### Task goal
All entries below are to be written out again exactly, but no picture is to be copied.

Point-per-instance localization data
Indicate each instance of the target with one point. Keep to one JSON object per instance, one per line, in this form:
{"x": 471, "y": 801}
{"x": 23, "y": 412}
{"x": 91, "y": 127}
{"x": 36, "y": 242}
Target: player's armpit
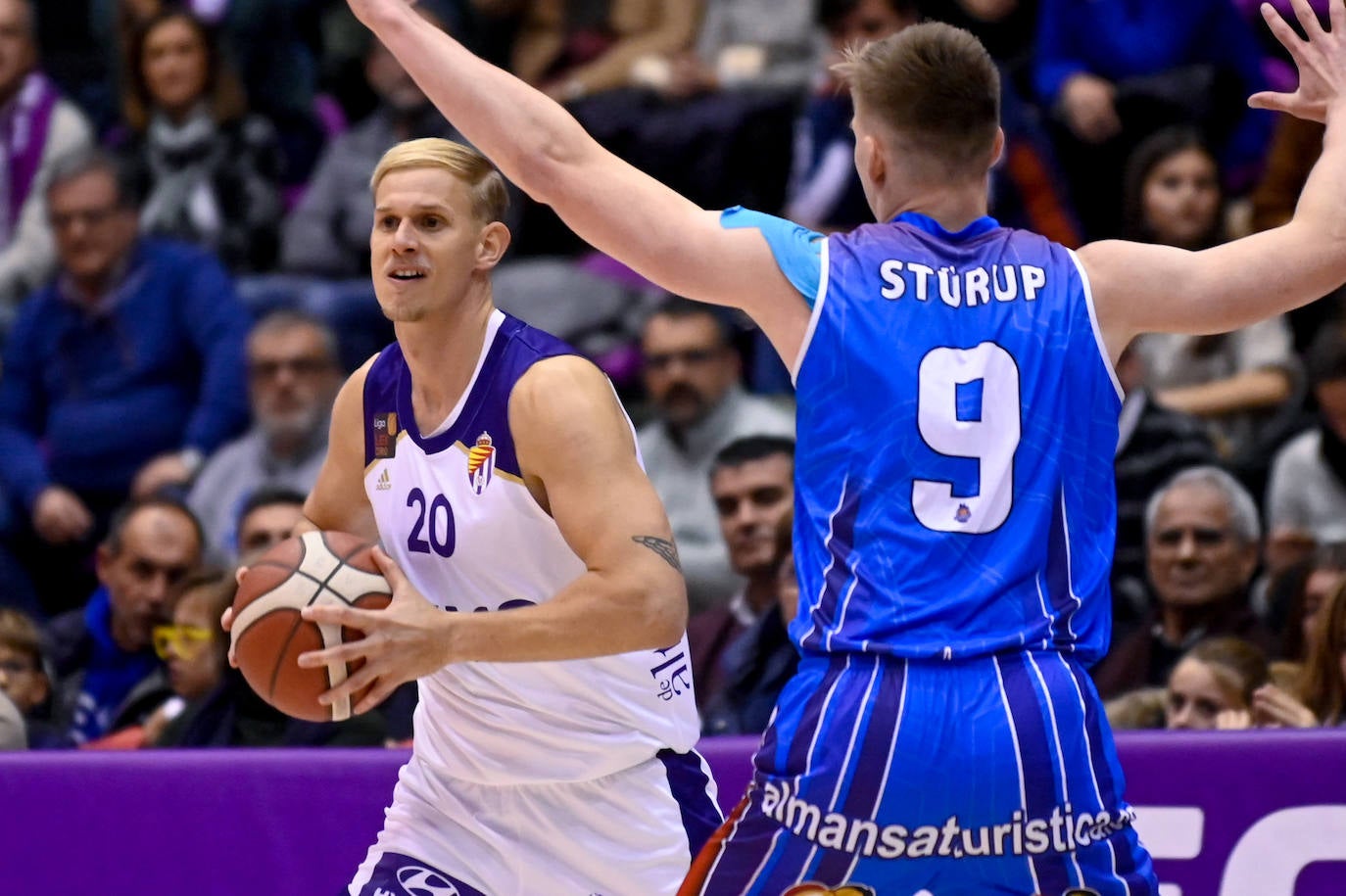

### Solution
Indicate each instance of the target with one point. Keep to one JSON object per instance, one per line, in this form:
{"x": 471, "y": 801}
{"x": 23, "y": 412}
{"x": 91, "y": 127}
{"x": 36, "y": 242}
Target: player's armpit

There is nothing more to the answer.